Dataset rows.
================
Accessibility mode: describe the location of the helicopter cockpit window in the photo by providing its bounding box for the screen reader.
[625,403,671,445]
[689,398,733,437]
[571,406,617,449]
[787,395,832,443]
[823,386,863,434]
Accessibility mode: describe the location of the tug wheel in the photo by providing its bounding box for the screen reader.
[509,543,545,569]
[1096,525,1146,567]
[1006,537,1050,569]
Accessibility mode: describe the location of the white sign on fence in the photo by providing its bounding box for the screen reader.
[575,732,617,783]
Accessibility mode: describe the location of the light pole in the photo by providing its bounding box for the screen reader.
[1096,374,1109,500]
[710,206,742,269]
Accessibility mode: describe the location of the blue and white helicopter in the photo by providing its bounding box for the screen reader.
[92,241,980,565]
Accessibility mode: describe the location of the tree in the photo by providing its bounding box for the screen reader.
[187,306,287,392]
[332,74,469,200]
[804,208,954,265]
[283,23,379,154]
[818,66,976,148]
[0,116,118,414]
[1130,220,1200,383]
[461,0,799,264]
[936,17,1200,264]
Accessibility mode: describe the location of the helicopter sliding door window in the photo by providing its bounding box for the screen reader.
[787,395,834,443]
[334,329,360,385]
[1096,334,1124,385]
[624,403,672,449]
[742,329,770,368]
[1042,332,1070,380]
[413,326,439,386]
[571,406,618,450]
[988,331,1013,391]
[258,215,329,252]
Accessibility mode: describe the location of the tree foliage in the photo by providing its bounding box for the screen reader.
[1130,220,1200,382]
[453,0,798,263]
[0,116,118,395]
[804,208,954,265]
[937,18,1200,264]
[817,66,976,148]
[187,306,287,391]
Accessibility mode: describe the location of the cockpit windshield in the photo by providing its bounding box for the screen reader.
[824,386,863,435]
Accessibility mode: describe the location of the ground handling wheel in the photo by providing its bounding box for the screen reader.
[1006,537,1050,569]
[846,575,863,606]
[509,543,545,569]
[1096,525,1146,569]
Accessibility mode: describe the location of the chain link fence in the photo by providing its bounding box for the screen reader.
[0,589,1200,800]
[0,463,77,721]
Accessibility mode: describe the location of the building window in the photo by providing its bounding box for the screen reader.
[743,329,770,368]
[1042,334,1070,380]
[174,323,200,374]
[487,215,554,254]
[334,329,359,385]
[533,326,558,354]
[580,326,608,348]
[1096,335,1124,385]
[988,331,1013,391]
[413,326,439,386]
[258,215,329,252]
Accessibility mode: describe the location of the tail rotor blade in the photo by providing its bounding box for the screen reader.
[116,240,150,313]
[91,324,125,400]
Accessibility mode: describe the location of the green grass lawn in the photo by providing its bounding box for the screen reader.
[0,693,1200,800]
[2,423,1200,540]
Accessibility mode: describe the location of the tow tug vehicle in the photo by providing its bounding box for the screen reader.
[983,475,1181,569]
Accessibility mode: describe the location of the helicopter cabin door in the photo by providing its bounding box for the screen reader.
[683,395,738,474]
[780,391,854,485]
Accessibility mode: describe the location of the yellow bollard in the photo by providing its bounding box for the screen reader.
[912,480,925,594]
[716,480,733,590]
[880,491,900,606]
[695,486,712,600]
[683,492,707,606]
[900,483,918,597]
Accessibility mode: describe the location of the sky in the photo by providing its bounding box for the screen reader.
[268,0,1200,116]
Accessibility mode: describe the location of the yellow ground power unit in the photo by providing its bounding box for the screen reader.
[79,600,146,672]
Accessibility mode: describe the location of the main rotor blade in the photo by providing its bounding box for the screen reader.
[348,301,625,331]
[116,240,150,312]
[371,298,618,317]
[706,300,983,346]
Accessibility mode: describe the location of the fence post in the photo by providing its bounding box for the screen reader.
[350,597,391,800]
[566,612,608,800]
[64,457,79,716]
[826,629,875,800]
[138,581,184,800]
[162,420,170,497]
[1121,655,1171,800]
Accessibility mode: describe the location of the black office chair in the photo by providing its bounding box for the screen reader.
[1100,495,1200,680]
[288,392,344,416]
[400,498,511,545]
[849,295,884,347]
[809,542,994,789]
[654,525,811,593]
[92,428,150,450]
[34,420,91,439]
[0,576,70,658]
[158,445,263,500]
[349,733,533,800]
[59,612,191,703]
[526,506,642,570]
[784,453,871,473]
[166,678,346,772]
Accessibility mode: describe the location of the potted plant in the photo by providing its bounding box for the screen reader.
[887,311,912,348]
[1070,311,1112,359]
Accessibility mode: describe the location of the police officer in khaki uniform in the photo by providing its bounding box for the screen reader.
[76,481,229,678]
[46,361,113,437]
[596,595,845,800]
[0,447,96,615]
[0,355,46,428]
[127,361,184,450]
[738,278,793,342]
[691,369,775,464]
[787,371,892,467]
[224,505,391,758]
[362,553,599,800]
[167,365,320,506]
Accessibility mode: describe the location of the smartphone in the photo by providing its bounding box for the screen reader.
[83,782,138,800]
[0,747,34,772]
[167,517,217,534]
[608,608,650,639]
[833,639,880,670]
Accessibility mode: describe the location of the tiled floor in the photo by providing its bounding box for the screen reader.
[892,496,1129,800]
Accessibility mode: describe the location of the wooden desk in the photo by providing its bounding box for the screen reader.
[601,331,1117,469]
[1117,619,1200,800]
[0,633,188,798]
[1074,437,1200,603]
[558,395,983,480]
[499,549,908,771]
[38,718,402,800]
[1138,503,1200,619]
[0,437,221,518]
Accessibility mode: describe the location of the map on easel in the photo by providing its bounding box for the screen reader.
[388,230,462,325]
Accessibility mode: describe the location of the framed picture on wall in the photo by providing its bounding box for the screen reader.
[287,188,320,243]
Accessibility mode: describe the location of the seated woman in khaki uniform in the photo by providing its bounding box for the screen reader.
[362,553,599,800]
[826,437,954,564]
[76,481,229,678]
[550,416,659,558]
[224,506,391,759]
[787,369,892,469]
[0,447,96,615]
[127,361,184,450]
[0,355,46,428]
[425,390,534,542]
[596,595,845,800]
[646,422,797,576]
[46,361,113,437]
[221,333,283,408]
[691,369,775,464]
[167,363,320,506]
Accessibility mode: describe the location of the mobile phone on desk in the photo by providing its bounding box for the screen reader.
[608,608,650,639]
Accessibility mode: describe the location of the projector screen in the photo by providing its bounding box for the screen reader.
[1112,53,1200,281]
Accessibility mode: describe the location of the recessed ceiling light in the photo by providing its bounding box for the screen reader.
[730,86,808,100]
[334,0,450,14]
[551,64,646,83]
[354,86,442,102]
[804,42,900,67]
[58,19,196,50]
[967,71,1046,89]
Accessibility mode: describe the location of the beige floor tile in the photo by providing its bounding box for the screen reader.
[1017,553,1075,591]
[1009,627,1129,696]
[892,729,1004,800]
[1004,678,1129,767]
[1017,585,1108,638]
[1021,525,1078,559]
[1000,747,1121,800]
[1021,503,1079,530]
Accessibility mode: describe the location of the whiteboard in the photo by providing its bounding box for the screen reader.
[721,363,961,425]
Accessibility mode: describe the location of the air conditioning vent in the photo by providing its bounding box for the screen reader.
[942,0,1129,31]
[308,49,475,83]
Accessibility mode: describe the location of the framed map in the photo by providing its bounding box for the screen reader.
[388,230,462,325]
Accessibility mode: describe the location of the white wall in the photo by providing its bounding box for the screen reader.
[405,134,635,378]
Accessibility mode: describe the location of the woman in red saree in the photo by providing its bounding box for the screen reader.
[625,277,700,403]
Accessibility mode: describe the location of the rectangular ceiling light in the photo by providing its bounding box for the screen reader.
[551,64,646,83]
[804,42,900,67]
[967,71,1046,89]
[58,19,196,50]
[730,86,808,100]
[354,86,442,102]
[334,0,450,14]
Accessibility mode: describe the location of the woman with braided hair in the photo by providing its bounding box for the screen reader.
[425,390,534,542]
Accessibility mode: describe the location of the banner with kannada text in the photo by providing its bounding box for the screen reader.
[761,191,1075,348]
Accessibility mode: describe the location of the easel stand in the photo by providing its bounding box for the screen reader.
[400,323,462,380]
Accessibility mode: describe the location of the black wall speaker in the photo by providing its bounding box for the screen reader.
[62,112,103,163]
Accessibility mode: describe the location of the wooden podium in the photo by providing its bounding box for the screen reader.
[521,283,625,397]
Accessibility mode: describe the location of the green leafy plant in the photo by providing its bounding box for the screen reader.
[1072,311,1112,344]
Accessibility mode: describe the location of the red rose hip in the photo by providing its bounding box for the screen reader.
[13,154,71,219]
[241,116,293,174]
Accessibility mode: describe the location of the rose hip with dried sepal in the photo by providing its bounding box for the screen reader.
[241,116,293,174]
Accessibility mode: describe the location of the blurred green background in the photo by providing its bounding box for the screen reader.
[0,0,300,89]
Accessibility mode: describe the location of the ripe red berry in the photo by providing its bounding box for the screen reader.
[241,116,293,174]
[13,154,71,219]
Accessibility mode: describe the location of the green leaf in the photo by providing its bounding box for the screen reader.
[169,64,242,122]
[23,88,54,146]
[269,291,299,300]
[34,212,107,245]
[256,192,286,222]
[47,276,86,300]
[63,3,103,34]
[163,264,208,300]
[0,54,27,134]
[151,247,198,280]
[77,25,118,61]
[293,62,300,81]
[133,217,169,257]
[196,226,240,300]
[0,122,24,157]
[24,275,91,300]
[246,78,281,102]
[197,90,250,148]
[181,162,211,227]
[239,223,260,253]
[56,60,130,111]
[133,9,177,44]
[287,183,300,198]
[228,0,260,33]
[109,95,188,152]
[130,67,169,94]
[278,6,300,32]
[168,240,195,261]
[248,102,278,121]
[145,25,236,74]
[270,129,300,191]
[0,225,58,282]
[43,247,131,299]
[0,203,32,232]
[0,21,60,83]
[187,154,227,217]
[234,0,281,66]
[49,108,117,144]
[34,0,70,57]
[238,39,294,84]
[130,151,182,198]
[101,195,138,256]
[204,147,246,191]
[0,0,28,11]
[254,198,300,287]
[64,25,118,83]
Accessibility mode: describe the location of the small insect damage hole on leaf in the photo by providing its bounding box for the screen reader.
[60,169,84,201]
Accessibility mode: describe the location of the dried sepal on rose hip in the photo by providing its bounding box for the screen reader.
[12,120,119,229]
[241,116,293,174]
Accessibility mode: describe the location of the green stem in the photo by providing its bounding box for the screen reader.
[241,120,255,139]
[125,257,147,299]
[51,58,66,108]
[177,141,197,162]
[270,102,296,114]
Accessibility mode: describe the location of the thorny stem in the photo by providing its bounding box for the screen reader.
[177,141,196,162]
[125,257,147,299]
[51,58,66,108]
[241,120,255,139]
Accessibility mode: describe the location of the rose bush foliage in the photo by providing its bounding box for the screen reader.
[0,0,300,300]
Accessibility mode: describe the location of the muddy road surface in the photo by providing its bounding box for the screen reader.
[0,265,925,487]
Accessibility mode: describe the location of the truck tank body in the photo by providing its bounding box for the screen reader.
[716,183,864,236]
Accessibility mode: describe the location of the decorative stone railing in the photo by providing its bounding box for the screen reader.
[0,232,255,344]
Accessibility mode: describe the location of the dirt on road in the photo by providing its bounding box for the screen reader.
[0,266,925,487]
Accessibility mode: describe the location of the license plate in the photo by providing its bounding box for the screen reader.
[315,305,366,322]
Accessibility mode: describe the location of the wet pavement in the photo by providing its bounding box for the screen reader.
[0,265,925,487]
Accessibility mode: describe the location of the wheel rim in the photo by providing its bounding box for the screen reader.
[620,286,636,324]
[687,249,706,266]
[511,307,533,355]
================
Exercise description. Please lay out everything from the line containing "Accessibility mode: describe the location of the rose hip" down to the line containing "[0,0,300,300]", both included, as a numbered list, leaving out any blank lines.

Finished exercise.
1. Accessibility mode: describe the location of the rose hip with dried sepal in the photo by providing its bounding box for the screen reader.
2. [241,116,293,174]
3. Accessibility mode: describe the location of the blurred green background in the photo by providing its bounding box for the screen reader.
4. [0,0,300,89]
5. Accessibility mode: describe the location of the ripe red berry in the photo by providing its bounding box for the screen reader.
6. [241,116,293,174]
7. [13,154,71,219]
8. Accessibility mode: describe the location of the green leaf in the photo by providing its bounding box for the screen reader.
9. [169,64,242,122]
10. [23,88,54,146]
11. [269,291,299,300]
12. [34,212,107,245]
13. [256,192,286,222]
14. [47,276,86,300]
15. [63,3,103,34]
16. [163,264,208,300]
17. [0,54,27,134]
18. [151,247,198,280]
19. [77,25,118,61]
20. [293,62,300,81]
21. [133,217,169,257]
22. [196,226,240,300]
23. [0,122,24,157]
24. [24,275,91,300]
25. [246,78,281,102]
26. [197,90,250,148]
27. [181,162,211,227]
28. [239,223,260,253]
29. [56,60,130,111]
30. [133,9,177,44]
31. [287,183,300,198]
32. [228,0,260,33]
33. [109,95,188,152]
34. [130,67,169,94]
35. [278,6,300,32]
36. [168,240,195,261]
37. [248,102,278,121]
38. [145,25,236,74]
39. [270,129,300,191]
40. [0,225,58,282]
41. [43,247,131,299]
42. [0,203,32,232]
43. [0,21,60,83]
44. [187,154,227,217]
45. [234,0,281,66]
46. [49,108,117,144]
47. [34,0,70,57]
48. [238,39,294,84]
49. [130,151,182,198]
50. [101,195,138,256]
51. [204,147,246,191]
52. [0,0,28,11]
53. [254,198,300,287]
54. [64,25,118,83]
55. Accessibility mode: describe the location of the small insect damage hole on leaf in the photo by providing its bounding box for the screen reader.
56. [60,169,84,201]
57. Accessibility mode: describe the location of the dried sepal on rose hip in the photo by providing its bounding box for the screen reader.
58. [12,120,119,229]
59. [241,116,293,174]
60. Accessibility mode: describe the location of the green stem in the photo by providing its bounding box for the screen reader.
61. [241,120,255,139]
62. [125,257,147,299]
63. [51,58,66,108]
64. [177,141,197,162]
65. [270,102,296,114]
66. Accessibility mode: describe the location of the thorny stem in the photo by providing its bounding box for the screen reader.
67. [177,141,196,162]
68. [125,257,147,299]
69. [51,58,66,108]
70. [241,120,255,139]
71. Accessibility mode: describe the location of the rose bush foliage in the photo by providing its bounding box for the screen reader.
72. [0,0,300,300]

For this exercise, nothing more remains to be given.